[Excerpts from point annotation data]
--- START ---

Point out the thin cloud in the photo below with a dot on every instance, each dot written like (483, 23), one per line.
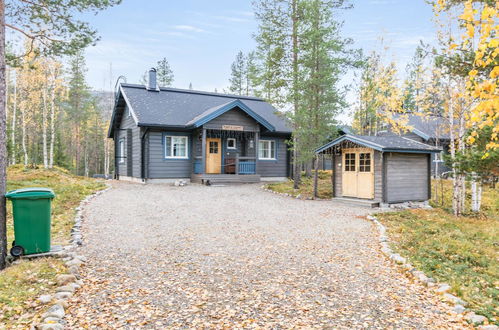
(188, 28)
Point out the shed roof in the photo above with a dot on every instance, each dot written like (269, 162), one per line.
(390, 143)
(428, 127)
(172, 107)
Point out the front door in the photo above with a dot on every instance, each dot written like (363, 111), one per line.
(213, 155)
(358, 173)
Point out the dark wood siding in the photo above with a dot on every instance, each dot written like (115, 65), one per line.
(233, 117)
(406, 177)
(131, 166)
(161, 168)
(275, 168)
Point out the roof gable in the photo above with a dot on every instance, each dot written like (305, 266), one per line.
(171, 107)
(216, 111)
(383, 143)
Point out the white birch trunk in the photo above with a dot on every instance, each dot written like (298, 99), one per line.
(13, 123)
(23, 138)
(44, 127)
(474, 193)
(52, 121)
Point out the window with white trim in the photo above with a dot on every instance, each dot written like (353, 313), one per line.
(231, 143)
(176, 147)
(266, 149)
(121, 148)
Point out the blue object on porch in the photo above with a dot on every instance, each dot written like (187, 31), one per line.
(246, 167)
(198, 166)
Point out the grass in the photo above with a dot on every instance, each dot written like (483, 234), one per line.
(306, 189)
(461, 251)
(21, 284)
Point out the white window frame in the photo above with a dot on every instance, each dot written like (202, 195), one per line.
(121, 148)
(270, 143)
(235, 143)
(169, 153)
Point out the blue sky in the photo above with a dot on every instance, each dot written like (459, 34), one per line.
(201, 38)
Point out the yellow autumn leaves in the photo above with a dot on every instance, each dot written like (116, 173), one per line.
(480, 36)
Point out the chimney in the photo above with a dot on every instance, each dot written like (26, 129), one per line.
(152, 84)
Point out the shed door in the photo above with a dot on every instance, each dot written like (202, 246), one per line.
(358, 173)
(213, 156)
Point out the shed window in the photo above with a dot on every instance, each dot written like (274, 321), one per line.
(350, 162)
(266, 149)
(121, 149)
(231, 143)
(365, 162)
(176, 147)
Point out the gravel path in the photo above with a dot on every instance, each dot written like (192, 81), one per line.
(163, 256)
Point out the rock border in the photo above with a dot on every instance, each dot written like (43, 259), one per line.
(264, 188)
(53, 318)
(458, 305)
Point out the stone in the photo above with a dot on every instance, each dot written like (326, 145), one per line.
(475, 319)
(52, 319)
(51, 326)
(488, 327)
(63, 303)
(398, 258)
(65, 288)
(55, 311)
(63, 295)
(454, 299)
(443, 288)
(45, 298)
(82, 258)
(64, 279)
(459, 309)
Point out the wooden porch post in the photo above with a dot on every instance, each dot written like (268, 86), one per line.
(257, 143)
(203, 152)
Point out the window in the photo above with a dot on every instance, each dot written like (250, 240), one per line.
(365, 162)
(176, 147)
(231, 143)
(350, 162)
(121, 148)
(266, 149)
(213, 147)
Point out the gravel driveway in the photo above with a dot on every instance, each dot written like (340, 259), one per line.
(236, 256)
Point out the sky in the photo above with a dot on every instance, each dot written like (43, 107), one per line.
(200, 38)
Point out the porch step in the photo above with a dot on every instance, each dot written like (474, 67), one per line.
(357, 202)
(225, 178)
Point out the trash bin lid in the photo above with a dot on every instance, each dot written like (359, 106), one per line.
(30, 193)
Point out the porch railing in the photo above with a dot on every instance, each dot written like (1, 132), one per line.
(245, 165)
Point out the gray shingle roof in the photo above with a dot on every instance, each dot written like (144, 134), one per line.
(392, 143)
(180, 107)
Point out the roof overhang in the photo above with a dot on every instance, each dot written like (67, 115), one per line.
(372, 145)
(217, 111)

--- END ---

• **Task goal**:
Rewrite every line from the one containing "Point out the sky" through the end of the lines, inclusive, and add 40 to each coordinate in the answers.

• **Final answer**:
Point out the sky in the photo above with a dot on every instance, each dot written like (43, 107), one per line.
(240, 78)
Point out the porch step in the photo above with a dot on every instance, each dot written like (474, 67), one per line.
(397, 242)
(265, 218)
Point out the trash bin lid in the photo above with a dot on every instance, each dot written like (359, 106), one per line.
(70, 233)
Point out the porch railing in the photo above with a dot on every instance, each dot written like (1, 132), one per line.
(285, 205)
Point out the gray shingle roof in the photo above with a dot on every instance, each dot written like (144, 134), one per line.
(432, 183)
(220, 147)
Point out the roof overhang in the photo above with a dot on every instance, each dot written like (67, 115), one per line.
(412, 185)
(257, 151)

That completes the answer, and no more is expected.